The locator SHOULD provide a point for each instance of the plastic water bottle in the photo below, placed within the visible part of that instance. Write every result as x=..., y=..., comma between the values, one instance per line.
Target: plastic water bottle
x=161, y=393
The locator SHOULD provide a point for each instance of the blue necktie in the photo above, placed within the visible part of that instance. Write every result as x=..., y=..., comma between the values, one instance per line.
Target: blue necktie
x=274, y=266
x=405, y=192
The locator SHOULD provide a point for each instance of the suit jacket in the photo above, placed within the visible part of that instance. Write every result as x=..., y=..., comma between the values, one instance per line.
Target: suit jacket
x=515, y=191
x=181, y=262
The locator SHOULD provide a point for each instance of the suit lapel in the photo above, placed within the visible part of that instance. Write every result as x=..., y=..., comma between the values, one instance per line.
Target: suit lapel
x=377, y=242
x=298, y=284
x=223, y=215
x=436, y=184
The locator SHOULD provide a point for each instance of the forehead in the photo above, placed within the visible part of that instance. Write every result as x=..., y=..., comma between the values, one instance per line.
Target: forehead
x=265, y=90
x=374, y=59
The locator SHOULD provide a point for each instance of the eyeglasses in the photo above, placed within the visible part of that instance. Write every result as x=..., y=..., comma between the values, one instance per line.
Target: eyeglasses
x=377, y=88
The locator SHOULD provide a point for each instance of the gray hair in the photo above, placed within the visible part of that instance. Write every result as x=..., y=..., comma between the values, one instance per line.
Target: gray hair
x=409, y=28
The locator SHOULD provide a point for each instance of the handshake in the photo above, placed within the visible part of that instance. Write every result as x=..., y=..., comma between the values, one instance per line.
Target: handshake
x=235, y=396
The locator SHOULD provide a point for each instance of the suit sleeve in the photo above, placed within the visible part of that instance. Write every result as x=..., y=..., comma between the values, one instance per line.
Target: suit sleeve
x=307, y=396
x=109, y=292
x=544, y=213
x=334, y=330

▬▬▬▬▬▬

GOAL OF THE EXERCISE:
Working through the records, find each line containing the word "above" and copy it.

REPLY:
The locator SHOULD provide a point for each instance of the blue necktie in the photo above, placed within the visible part of that instance. Write every result as x=..., y=..., comma between the values, one instance per line.
The locator SHOULD provide a point for each instance of the suit jacket in the photo above, placed within the visible part of that instance. Write every result as x=..., y=..., comma between the values, one instance per line.
The locator SHOULD provide a point for each instance of the suit lapel in the photo above, placed within the visible part of that instance. Write every result as x=..., y=..., comma between the values, one instance per line.
The locator SHOULD provide a point for each instance of the forehead in the photo above, placed within the visible part of that instance. Write every result as x=..., y=..., comma between the values, one instance per line.
The locator SHOULD provide a point for each instance of the eyeglasses in the photo above, placed within the visible part of that instance. Write every result as x=..., y=..., comma between the values, one instance per line.
The locator SHOULD provide a point for each instance of the gray hair in the photo above, placed within the visible part of that instance. Write every result as x=..., y=..., comma between the values, one instance per line.
The locator SHOULD provide a point for each instance of the handshake in the photo above, placed within the visible part of that instance. Write every result as x=..., y=..., comma between the values, one instance per line.
The locator SHOULD provide a point for each instance of the suit sleeve in the photo above, placed within the visible part of that instance. Write every result as x=..., y=..., comma between the values, one instance per line.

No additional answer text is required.